| STORED ROWS |
— Begin —

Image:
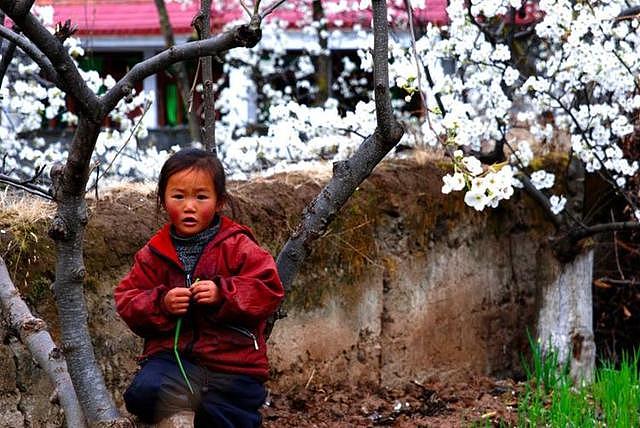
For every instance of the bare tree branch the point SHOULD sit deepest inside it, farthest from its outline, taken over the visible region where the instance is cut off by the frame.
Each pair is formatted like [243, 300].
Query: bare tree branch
[202, 24]
[271, 8]
[241, 36]
[179, 70]
[32, 51]
[28, 187]
[542, 200]
[586, 232]
[348, 174]
[32, 333]
[7, 57]
[69, 80]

— End —

Every record above must be given again exactly; drop the pictures.

| SOLUTION FOR THIS PROBLEM |
Image:
For every instance of the bare tree branch the point SHOULD sit deepest inside it, farthest from its outline, taken over the visible region where the instance is cut off by the frame.
Each pair is formatted like [243, 300].
Query: bare tree branch
[202, 24]
[271, 8]
[241, 36]
[179, 70]
[32, 51]
[28, 187]
[542, 200]
[586, 232]
[348, 174]
[32, 333]
[7, 57]
[69, 80]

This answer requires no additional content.